▶ _Data_

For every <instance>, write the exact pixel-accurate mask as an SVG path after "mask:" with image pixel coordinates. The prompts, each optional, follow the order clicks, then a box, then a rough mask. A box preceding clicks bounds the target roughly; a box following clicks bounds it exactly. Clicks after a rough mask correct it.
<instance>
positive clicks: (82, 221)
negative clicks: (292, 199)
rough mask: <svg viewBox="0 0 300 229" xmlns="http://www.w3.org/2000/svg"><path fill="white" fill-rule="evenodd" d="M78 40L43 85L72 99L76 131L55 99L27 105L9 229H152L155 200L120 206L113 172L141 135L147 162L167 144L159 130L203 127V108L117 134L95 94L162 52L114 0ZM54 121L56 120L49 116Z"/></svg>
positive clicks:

▶ _To do_
Return the records in full. Omit nothing.

▶ _Answer section_
For every <instance>, write the exact pixel-accurate mask as an SVG path after "mask:" with image pixel coordinates. The prompts, each optional, follow the order clicks, then a box, then a rough mask. A box preceding clicks bounds the target roughly; a box following clicks bounds it exactly. Clicks after a rough mask correct it.
<instance>
positive clicks: (82, 221)
negative clicks: (292, 199)
rough mask: <svg viewBox="0 0 300 229" xmlns="http://www.w3.org/2000/svg"><path fill="white" fill-rule="evenodd" d="M78 40L43 85L72 99L76 131L55 99L27 105L9 229H152L155 200L120 206L113 172L141 135L147 162L167 144L159 130L203 127V108L117 134L95 94L162 52L114 0ZM54 121L56 120L49 116Z"/></svg>
positive clicks:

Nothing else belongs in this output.